● Assigned task
In the listing that follows, the range to quote begins at the line that has "<point>66,268</point>" and ends after the line that has "<point>318,281</point>"; quote it verbatim and add nothing.
START Task material
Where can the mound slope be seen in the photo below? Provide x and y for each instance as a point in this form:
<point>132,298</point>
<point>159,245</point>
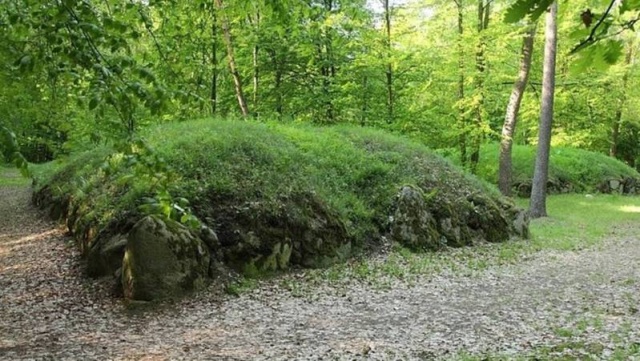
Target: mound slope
<point>262,197</point>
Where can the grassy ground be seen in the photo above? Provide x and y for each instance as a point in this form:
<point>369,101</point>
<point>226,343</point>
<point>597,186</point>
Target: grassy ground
<point>12,177</point>
<point>583,170</point>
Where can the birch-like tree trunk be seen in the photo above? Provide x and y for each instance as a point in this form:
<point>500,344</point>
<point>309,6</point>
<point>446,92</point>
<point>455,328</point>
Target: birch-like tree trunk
<point>233,69</point>
<point>615,128</point>
<point>389,71</point>
<point>505,171</point>
<point>484,10</point>
<point>538,205</point>
<point>462,122</point>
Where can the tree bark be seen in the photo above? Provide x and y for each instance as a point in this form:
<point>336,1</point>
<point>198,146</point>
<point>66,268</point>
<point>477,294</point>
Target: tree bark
<point>233,69</point>
<point>615,129</point>
<point>484,10</point>
<point>256,69</point>
<point>538,204</point>
<point>214,62</point>
<point>462,122</point>
<point>505,172</point>
<point>389,71</point>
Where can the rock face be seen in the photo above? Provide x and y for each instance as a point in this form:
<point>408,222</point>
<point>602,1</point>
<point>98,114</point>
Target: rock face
<point>261,236</point>
<point>162,259</point>
<point>428,222</point>
<point>412,224</point>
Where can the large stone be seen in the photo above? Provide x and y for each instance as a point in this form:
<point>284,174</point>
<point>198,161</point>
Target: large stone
<point>412,224</point>
<point>162,259</point>
<point>105,257</point>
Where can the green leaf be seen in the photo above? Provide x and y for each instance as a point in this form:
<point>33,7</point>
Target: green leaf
<point>629,5</point>
<point>521,8</point>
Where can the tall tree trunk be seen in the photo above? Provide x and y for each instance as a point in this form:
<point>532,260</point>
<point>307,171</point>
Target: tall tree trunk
<point>505,172</point>
<point>233,69</point>
<point>213,97</point>
<point>389,71</point>
<point>538,205</point>
<point>615,129</point>
<point>256,70</point>
<point>328,69</point>
<point>365,101</point>
<point>462,121</point>
<point>256,74</point>
<point>484,10</point>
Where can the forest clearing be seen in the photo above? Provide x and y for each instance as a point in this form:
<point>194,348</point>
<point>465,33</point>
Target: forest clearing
<point>320,180</point>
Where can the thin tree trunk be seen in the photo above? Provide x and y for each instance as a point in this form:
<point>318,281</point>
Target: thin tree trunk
<point>615,129</point>
<point>365,101</point>
<point>256,70</point>
<point>505,173</point>
<point>462,138</point>
<point>484,10</point>
<point>538,205</point>
<point>214,62</point>
<point>226,31</point>
<point>389,71</point>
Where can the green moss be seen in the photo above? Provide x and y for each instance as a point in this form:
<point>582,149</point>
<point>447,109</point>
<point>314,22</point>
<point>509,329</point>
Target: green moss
<point>570,170</point>
<point>275,194</point>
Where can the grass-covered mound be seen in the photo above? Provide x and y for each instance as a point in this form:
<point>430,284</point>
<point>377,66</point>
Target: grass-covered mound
<point>570,170</point>
<point>269,195</point>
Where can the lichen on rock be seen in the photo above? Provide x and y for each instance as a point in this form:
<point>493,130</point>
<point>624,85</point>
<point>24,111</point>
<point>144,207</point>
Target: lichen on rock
<point>162,259</point>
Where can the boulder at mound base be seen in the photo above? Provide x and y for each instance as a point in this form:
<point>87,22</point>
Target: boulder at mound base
<point>162,259</point>
<point>263,236</point>
<point>421,222</point>
<point>412,224</point>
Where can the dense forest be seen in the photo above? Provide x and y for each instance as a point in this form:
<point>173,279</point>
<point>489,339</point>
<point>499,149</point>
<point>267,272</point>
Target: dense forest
<point>79,73</point>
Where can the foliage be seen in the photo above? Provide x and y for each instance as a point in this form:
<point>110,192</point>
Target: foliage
<point>582,170</point>
<point>10,150</point>
<point>354,172</point>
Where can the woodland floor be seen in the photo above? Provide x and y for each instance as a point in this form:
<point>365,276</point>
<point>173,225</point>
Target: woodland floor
<point>554,304</point>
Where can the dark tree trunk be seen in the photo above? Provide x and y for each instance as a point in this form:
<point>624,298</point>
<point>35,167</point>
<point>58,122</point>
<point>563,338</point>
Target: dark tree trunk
<point>505,174</point>
<point>233,69</point>
<point>538,205</point>
<point>389,71</point>
<point>214,62</point>
<point>484,10</point>
<point>462,121</point>
<point>365,101</point>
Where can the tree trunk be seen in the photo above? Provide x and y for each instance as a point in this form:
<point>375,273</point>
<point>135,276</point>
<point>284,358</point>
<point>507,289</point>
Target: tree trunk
<point>484,10</point>
<point>538,205</point>
<point>505,174</point>
<point>615,129</point>
<point>389,71</point>
<point>214,62</point>
<point>462,122</point>
<point>365,101</point>
<point>233,69</point>
<point>256,70</point>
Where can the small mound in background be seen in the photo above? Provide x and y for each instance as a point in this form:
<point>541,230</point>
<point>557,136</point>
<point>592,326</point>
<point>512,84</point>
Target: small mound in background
<point>570,170</point>
<point>272,195</point>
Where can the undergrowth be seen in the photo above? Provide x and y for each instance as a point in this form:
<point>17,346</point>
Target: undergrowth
<point>583,170</point>
<point>576,222</point>
<point>354,172</point>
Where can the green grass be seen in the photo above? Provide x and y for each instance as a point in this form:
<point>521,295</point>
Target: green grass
<point>11,177</point>
<point>583,170</point>
<point>576,222</point>
<point>352,172</point>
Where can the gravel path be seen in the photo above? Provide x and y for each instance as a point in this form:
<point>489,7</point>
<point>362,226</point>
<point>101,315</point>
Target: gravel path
<point>49,310</point>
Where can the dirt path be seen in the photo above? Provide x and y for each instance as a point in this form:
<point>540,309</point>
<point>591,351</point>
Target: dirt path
<point>587,300</point>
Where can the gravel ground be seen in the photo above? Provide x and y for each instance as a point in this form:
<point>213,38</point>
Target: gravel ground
<point>49,310</point>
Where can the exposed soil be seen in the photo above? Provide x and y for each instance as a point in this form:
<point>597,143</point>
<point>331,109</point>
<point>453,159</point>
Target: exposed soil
<point>50,310</point>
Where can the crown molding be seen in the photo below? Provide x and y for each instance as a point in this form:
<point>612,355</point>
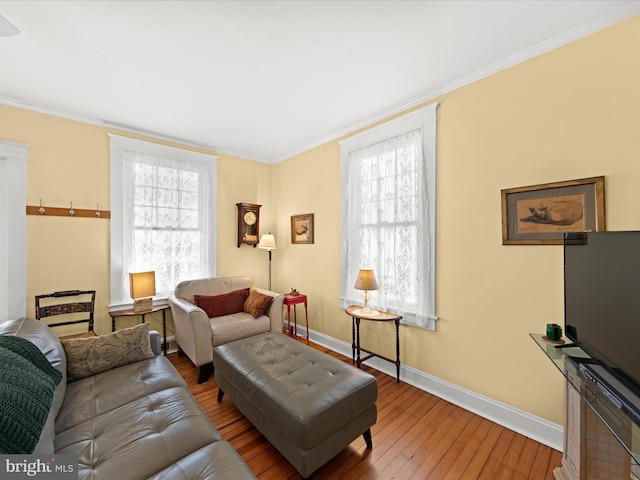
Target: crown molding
<point>560,40</point>
<point>581,31</point>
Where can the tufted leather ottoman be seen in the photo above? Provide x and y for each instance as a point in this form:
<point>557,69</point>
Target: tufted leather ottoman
<point>309,405</point>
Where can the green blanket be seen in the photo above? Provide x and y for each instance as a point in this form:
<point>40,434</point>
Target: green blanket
<point>27,383</point>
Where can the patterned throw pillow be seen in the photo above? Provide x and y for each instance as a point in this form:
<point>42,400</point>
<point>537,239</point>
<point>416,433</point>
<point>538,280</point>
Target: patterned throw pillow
<point>225,304</point>
<point>257,303</point>
<point>92,355</point>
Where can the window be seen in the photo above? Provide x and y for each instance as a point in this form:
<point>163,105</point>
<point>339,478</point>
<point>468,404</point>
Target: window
<point>163,215</point>
<point>388,215</point>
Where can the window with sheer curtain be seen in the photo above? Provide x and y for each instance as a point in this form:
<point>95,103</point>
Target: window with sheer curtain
<point>164,215</point>
<point>388,215</point>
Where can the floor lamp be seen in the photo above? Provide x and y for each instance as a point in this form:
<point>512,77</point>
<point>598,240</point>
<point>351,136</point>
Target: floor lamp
<point>268,242</point>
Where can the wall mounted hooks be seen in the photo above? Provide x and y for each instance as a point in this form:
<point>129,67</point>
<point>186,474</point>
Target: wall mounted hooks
<point>67,212</point>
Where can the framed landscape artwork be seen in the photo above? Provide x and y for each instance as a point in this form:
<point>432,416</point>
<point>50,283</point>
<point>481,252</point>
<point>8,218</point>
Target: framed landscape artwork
<point>541,214</point>
<point>302,228</point>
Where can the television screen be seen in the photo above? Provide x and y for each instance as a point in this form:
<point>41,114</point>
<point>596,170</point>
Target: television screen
<point>602,299</point>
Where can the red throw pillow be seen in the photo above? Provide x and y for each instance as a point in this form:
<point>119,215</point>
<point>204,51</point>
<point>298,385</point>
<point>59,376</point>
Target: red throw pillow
<point>225,304</point>
<point>257,303</point>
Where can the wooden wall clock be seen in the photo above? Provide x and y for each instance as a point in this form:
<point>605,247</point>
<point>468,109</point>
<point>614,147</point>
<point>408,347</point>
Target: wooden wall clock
<point>248,223</point>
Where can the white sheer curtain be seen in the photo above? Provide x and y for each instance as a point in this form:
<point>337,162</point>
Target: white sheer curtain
<point>387,226</point>
<point>166,219</point>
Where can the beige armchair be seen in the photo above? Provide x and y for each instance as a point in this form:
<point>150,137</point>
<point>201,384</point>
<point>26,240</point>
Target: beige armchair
<point>197,334</point>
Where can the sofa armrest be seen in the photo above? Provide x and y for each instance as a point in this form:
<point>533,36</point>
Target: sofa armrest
<point>154,338</point>
<point>192,330</point>
<point>274,312</point>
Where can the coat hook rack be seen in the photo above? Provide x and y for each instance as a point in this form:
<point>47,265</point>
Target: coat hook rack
<point>43,210</point>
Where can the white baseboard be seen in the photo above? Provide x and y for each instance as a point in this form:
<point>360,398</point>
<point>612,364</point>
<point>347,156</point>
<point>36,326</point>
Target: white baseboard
<point>519,421</point>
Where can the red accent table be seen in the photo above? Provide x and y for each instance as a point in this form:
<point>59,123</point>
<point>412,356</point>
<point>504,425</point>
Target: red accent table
<point>295,300</point>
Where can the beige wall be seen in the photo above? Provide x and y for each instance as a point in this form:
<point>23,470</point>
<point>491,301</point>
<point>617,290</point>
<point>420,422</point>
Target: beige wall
<point>68,161</point>
<point>568,114</point>
<point>571,113</point>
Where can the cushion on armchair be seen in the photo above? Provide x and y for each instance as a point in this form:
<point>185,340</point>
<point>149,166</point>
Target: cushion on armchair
<point>225,304</point>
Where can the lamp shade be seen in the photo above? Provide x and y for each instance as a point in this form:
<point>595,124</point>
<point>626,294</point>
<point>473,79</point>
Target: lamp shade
<point>366,280</point>
<point>267,242</point>
<point>142,284</point>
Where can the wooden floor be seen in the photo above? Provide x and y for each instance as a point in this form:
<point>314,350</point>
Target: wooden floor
<point>417,436</point>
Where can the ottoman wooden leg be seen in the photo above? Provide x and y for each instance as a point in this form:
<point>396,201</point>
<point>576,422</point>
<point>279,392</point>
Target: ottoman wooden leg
<point>367,438</point>
<point>204,372</point>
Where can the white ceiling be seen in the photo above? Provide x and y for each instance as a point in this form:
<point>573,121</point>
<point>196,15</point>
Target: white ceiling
<point>268,79</point>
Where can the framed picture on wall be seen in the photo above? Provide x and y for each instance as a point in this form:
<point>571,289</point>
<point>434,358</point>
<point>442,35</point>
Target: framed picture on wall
<point>541,214</point>
<point>302,228</point>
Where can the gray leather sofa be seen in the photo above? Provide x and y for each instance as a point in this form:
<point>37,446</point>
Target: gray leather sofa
<point>136,421</point>
<point>197,334</point>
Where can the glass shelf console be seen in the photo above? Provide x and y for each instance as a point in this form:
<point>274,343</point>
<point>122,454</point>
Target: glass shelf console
<point>622,424</point>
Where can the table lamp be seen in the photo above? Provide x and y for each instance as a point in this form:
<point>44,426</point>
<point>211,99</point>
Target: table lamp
<point>268,242</point>
<point>366,281</point>
<point>142,286</point>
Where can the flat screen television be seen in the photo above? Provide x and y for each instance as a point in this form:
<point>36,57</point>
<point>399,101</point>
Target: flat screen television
<point>602,303</point>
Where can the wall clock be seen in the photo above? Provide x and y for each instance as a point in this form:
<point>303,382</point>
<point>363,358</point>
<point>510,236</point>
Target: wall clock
<point>248,223</point>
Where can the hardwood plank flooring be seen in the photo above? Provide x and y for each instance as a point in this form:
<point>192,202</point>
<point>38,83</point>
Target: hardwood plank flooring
<point>417,436</point>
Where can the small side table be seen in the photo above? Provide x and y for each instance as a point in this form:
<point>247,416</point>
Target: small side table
<point>295,300</point>
<point>356,316</point>
<point>130,313</point>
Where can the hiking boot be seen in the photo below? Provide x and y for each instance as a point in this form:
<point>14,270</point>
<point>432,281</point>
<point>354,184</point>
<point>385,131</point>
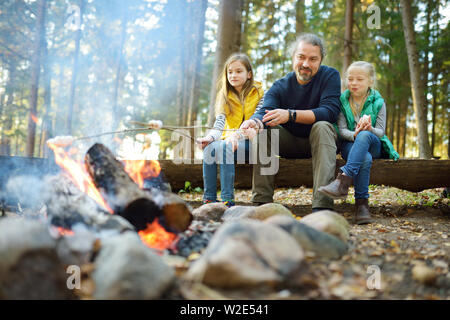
END Task material
● Answer space
<point>66,268</point>
<point>477,294</point>
Target: tree bark
<point>233,69</point>
<point>615,129</point>
<point>484,10</point>
<point>256,69</point>
<point>538,204</point>
<point>214,62</point>
<point>462,122</point>
<point>505,172</point>
<point>389,71</point>
Where can the rock face be seen in the photo above? Provide x and y for each instance as a point in this form:
<point>408,222</point>
<point>602,1</point>
<point>98,114</point>
Target: rock face
<point>261,236</point>
<point>162,259</point>
<point>428,222</point>
<point>412,224</point>
Where can the large stone be seen in the photo above? Provide x and y for each instance as a point in this form:
<point>284,174</point>
<point>198,161</point>
Target: large stone
<point>412,224</point>
<point>162,259</point>
<point>105,257</point>
Where can the green leaf be seen in the photo above? Provide x and y for each instance as a point in this form:
<point>33,7</point>
Target: green leaf
<point>629,5</point>
<point>521,8</point>
Where can the tall tree trunk be seen in the photo above? Provide x and y for each instance as a point in this form:
<point>532,260</point>
<point>307,171</point>
Target: tall tree trunk
<point>505,172</point>
<point>233,69</point>
<point>213,97</point>
<point>389,71</point>
<point>538,205</point>
<point>615,129</point>
<point>256,70</point>
<point>328,69</point>
<point>365,101</point>
<point>462,121</point>
<point>256,74</point>
<point>484,10</point>
Where can the forest clearing be seen in the photo above? Provide x and y for each instance as a point in this form:
<point>194,348</point>
<point>465,33</point>
Target: forest clearing
<point>320,180</point>
Where can the thin tree trunk be seen in the photo above? Provide x and y for each instance as a point in this form:
<point>318,281</point>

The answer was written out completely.